4. Indemnification for Expenses
of a Party Who is Wholly or Partly Successful. Notwithstanding
any other provisions of this Agreement, to the fullest extent permitted by
applicable law and to the extent that Indemnitee is a party to (or a participant
in) and is successful, on the merits or otherwise, in any Proceeding or in
defense of any claim, issue or matter therein, in whole or in part, the Company
shall indemnify Indemnitee against all Expenses actually and reasonably incurred
by him/her in connection therewith. If Indemnitee is entitled under
any provision of this Agreement to indemnification by the Company for some or a
portion of the Expenses, the Company shall indemnify Indemnitee for the portion
thereof to which Indemnitee is entitled. For purposes of this Section
4 and without limitation, the termination of any claim, issue or matter in such
a Proceeding by dismissal, with or without prejudice, shall be deemed to be a
successful result as to such claim, issue or matter.
=-=-=-=-=
◆ WORK INSTRUCTION 1:
Under the indemnification clause, how is the termination of a claim, issue or matter in a Proceeding by dismissal treated?
◆ WORK INSTRUCTION 2:
Count the lines of the listing that contain the string "negative", treating case as significant, and reply with the number only.
The listing is unrelated to the indemnification clause.
=-=-=-=-=
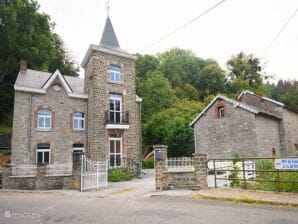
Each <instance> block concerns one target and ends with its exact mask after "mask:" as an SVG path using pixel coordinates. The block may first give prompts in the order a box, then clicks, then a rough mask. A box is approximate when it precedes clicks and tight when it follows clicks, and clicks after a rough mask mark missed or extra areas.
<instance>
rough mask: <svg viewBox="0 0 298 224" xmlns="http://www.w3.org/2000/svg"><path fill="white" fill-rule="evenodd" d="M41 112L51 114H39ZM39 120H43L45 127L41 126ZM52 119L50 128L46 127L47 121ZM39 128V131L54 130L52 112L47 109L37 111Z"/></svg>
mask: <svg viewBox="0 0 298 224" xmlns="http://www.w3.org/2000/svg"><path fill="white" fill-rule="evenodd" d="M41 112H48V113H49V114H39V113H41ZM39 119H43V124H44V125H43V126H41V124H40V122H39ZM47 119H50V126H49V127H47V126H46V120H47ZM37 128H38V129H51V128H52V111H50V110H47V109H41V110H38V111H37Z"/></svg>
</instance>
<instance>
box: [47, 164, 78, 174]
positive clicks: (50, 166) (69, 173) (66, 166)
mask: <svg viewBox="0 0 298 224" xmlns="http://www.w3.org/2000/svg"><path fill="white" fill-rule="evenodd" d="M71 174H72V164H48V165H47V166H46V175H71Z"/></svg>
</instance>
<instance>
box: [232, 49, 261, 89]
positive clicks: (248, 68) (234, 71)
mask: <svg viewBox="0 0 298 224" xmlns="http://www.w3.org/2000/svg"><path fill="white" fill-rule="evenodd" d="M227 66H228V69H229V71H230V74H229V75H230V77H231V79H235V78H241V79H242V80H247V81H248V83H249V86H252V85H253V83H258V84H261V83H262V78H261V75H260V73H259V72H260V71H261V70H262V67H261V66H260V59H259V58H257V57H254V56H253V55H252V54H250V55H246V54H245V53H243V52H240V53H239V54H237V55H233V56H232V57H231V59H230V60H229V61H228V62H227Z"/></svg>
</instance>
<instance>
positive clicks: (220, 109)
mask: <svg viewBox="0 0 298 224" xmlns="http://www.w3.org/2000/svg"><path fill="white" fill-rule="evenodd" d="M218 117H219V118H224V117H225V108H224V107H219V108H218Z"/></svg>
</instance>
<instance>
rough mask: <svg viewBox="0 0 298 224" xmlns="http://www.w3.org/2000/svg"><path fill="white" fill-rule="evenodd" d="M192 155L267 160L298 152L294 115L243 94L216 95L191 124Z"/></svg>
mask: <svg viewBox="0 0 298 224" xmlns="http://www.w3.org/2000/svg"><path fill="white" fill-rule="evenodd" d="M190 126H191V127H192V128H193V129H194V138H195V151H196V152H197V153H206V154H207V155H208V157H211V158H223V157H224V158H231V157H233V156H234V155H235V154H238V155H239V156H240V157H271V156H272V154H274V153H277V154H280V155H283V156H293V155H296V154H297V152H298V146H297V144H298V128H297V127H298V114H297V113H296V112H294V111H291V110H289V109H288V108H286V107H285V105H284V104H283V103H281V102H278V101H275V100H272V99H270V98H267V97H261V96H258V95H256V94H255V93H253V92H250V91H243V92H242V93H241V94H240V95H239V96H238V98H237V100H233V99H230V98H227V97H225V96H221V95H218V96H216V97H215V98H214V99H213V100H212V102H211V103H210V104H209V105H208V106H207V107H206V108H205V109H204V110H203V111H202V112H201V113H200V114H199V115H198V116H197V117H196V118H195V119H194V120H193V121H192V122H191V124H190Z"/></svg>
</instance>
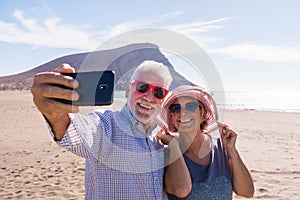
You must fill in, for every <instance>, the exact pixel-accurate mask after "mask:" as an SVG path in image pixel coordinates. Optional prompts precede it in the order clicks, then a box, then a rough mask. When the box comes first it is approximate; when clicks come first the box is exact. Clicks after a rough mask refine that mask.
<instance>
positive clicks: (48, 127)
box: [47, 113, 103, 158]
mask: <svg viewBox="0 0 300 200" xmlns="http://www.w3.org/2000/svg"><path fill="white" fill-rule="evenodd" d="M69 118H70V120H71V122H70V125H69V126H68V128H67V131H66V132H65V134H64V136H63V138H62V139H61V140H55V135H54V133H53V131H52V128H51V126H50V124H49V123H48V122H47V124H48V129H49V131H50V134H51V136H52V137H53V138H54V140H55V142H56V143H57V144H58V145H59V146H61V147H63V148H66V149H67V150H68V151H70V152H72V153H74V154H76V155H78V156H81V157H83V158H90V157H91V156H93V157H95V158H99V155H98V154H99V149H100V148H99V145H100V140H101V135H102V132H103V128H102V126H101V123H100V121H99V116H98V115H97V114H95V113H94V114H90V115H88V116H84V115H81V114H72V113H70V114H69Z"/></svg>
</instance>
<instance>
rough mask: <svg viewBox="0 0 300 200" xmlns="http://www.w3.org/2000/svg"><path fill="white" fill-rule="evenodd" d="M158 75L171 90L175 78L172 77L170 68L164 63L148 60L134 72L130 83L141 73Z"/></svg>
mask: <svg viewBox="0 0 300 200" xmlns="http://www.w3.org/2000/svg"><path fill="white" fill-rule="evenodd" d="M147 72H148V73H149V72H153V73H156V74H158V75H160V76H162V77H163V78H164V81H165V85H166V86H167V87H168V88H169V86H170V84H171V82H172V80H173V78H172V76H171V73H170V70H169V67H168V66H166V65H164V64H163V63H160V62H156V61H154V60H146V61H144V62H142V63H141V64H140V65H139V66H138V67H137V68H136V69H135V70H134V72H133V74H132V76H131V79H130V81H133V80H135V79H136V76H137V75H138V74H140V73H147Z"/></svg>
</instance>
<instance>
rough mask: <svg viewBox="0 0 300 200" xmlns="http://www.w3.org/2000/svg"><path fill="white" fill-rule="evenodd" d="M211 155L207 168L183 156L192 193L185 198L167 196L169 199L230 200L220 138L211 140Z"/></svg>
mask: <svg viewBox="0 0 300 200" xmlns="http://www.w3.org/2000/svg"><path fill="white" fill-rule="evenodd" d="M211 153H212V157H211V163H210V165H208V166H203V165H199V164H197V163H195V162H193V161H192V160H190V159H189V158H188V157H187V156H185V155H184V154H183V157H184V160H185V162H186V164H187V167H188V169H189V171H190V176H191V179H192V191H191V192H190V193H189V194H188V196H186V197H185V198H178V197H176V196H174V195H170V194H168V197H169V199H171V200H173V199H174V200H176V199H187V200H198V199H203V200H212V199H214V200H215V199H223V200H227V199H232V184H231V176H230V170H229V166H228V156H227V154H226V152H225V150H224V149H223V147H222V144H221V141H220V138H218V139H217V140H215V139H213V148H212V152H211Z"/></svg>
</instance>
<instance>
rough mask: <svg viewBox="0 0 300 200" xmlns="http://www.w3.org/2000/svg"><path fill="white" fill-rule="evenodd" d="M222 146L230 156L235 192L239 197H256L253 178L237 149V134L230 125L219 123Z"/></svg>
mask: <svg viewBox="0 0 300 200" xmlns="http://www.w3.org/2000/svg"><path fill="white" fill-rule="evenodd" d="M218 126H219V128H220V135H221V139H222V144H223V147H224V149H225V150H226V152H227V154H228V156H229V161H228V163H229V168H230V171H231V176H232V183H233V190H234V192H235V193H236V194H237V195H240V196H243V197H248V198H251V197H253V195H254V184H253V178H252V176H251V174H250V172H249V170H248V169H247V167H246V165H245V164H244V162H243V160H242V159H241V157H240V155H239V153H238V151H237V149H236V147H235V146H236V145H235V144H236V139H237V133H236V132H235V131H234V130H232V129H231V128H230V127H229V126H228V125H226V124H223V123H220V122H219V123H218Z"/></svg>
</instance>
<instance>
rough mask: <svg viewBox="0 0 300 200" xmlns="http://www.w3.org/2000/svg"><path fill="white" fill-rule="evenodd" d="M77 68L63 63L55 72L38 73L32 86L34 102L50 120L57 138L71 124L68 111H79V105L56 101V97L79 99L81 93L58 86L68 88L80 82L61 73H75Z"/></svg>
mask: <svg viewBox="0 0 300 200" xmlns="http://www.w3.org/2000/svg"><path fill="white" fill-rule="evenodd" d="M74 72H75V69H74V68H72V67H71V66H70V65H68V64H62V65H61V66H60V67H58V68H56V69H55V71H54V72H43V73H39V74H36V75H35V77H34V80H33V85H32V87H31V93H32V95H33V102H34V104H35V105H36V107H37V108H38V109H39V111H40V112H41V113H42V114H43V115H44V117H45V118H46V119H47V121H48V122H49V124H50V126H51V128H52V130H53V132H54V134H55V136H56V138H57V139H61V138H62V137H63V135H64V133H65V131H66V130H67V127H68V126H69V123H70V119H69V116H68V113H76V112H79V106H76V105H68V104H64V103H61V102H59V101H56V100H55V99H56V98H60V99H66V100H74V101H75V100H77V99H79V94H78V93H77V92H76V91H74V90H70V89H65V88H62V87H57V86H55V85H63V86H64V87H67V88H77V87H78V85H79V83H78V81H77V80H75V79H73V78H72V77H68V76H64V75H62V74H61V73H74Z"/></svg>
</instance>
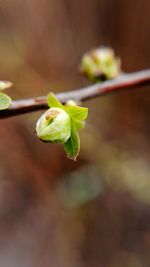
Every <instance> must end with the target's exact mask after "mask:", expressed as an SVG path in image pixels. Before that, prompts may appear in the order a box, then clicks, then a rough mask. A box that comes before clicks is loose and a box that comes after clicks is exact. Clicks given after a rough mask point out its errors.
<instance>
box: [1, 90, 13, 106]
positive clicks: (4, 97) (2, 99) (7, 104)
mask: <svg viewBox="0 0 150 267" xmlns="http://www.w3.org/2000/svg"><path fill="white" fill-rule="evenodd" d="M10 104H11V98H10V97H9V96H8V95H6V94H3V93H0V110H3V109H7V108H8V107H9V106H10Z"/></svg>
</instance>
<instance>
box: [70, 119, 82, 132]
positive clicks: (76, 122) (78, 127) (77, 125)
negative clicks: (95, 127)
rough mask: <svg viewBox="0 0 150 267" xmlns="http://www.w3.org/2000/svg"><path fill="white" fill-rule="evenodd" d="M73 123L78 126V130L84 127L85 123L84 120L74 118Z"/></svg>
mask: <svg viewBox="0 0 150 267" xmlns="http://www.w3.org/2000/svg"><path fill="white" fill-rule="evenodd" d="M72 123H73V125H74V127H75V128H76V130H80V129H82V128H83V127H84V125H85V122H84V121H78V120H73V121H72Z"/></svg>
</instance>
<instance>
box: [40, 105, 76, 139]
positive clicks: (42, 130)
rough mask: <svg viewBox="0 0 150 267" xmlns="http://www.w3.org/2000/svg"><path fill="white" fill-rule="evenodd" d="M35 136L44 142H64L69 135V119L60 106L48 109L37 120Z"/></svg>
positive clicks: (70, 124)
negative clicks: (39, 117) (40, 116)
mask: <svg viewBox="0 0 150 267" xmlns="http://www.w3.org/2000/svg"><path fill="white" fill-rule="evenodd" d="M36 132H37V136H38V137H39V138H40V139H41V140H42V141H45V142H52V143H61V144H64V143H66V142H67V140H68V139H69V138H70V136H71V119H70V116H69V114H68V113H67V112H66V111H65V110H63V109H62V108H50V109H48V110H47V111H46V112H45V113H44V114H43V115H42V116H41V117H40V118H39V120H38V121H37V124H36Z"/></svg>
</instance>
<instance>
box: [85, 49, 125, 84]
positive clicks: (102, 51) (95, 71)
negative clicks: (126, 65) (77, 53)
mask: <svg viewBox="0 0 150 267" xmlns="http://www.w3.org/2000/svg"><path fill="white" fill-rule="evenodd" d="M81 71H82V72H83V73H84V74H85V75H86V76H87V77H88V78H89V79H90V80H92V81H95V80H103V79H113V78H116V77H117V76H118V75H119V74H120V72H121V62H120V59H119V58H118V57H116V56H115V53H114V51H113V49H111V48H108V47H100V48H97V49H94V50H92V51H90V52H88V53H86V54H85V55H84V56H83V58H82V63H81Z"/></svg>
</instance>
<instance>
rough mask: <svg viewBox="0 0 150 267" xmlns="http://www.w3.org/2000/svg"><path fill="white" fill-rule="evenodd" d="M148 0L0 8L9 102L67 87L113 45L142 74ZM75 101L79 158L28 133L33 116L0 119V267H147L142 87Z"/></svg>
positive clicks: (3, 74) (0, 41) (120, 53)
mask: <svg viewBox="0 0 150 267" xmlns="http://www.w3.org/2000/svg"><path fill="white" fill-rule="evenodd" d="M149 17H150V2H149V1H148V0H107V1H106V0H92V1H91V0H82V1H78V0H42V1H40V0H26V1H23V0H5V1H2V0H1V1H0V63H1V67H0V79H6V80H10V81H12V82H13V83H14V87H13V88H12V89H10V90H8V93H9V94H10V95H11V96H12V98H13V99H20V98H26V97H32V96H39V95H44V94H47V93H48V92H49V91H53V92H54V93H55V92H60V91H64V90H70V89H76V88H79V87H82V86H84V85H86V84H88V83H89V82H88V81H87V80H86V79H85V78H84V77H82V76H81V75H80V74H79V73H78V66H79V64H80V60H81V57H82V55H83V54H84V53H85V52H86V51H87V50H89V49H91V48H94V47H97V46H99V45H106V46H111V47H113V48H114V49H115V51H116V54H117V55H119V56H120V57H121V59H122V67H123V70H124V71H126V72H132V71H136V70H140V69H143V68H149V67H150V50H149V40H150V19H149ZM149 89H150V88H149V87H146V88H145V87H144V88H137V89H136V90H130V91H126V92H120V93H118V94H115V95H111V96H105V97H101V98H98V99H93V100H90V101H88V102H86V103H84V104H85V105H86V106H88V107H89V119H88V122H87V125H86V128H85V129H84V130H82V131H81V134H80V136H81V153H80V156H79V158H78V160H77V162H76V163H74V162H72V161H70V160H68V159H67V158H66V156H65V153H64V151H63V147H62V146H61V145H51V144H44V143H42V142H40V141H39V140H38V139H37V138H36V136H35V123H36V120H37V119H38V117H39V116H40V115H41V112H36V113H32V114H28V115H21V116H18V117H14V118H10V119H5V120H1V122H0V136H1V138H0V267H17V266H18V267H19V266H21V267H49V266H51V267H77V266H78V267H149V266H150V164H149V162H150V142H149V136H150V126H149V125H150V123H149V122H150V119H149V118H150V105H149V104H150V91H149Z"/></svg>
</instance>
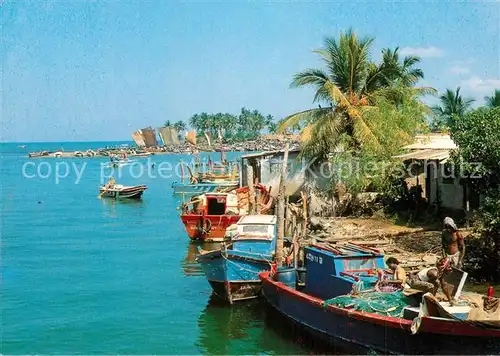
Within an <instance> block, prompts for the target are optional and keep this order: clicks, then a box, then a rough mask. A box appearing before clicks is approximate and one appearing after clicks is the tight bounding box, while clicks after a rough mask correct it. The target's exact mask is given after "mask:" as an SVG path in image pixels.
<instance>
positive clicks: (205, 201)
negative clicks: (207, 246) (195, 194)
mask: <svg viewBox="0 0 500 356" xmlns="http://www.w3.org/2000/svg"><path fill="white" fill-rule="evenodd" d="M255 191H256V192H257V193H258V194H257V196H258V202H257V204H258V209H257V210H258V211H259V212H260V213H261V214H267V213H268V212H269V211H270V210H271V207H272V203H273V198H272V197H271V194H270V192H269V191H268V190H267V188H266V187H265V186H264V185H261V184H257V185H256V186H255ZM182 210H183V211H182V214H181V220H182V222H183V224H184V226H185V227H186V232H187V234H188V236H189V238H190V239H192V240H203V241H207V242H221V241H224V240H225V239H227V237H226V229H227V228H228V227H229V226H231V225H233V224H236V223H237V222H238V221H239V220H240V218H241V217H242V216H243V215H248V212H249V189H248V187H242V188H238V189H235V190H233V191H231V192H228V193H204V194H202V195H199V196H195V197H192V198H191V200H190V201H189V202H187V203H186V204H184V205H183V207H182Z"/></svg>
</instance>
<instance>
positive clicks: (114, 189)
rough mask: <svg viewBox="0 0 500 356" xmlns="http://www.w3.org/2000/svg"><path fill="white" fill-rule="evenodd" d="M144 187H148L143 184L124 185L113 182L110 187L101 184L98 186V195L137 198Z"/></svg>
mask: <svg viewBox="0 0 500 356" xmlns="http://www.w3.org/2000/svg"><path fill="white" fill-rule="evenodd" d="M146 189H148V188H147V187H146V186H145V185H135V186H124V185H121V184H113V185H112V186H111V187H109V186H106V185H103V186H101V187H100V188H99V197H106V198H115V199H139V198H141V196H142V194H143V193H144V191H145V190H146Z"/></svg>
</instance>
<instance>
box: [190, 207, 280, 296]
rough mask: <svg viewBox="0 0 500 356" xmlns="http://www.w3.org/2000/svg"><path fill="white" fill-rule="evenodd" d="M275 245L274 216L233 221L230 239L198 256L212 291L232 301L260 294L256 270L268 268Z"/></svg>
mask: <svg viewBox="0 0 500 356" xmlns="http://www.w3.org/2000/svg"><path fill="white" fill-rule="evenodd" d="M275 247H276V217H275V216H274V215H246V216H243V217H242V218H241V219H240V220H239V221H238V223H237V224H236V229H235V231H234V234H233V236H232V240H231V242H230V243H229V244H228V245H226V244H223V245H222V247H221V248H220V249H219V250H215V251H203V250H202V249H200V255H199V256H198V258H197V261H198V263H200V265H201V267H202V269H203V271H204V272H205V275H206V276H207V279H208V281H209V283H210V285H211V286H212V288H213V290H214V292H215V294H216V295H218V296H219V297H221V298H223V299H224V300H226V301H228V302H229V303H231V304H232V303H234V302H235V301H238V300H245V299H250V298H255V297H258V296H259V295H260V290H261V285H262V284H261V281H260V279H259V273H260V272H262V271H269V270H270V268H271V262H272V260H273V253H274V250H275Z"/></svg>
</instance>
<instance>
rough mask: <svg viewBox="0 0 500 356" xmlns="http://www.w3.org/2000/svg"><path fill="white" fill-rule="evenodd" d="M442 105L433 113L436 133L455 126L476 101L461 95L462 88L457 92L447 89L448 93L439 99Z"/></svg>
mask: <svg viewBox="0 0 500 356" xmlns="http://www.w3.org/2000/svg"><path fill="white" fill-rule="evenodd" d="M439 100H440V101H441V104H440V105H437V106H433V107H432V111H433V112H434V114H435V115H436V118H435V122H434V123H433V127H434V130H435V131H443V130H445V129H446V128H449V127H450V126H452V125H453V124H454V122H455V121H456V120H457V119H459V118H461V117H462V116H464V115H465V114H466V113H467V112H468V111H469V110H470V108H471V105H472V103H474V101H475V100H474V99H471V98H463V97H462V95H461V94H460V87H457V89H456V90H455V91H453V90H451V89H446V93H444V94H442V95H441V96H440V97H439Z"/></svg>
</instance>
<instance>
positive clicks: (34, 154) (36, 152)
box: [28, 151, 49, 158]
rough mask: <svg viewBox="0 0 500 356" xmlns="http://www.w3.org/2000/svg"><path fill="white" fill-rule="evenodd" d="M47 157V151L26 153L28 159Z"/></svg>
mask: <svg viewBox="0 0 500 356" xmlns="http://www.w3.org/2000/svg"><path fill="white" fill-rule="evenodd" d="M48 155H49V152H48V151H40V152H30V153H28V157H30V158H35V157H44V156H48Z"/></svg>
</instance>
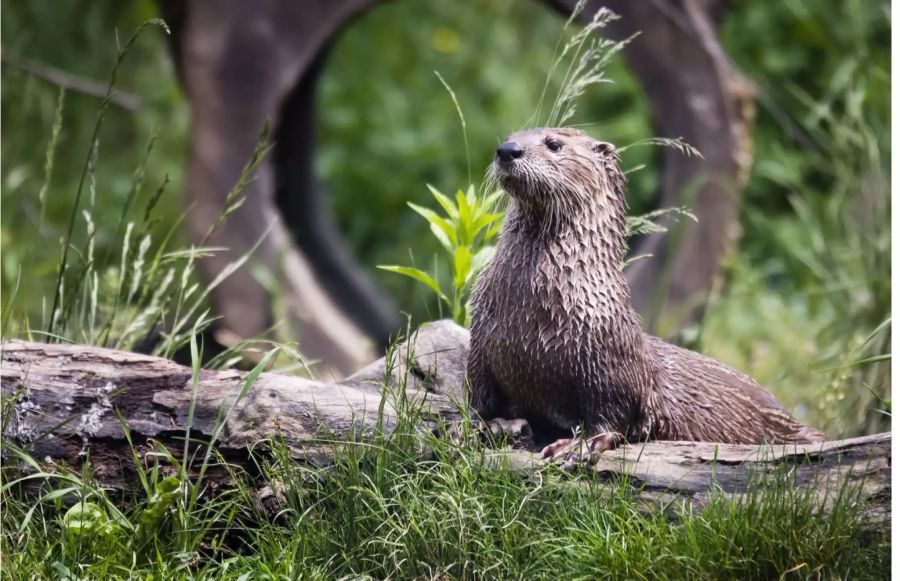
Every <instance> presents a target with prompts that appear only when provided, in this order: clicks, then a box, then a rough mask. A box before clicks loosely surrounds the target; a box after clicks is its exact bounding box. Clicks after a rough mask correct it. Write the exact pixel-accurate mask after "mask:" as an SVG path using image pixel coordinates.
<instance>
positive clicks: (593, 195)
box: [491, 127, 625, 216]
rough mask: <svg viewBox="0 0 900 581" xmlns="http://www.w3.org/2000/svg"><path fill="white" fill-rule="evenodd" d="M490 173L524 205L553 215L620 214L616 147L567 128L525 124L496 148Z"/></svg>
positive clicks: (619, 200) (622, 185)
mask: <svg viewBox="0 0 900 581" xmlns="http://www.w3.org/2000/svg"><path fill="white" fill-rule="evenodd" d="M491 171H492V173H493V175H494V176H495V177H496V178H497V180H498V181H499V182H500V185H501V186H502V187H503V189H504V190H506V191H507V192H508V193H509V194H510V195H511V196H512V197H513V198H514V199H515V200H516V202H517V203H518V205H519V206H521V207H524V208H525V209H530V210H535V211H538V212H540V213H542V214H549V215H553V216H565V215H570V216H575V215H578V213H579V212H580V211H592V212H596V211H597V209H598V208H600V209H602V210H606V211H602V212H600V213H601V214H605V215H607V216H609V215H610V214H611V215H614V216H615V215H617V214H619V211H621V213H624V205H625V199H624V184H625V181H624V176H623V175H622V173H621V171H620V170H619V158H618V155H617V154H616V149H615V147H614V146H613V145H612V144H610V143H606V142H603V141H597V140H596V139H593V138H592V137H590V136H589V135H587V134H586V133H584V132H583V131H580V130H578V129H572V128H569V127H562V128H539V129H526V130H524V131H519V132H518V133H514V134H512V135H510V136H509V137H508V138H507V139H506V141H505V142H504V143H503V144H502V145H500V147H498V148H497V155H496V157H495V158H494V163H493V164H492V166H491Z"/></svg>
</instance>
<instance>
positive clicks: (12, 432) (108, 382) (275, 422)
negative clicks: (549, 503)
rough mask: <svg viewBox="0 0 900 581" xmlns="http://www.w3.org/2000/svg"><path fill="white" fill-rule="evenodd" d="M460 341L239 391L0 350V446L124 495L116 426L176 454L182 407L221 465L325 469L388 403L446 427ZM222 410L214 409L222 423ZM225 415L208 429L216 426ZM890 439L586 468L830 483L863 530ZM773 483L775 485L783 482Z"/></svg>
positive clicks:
=-=-=-=-=
◆ OUTPUT 1:
It is deemed a successful result as to that claim, issue or matter, whether the dismissal is with or without prejudice.

◆ OUTPUT 2:
5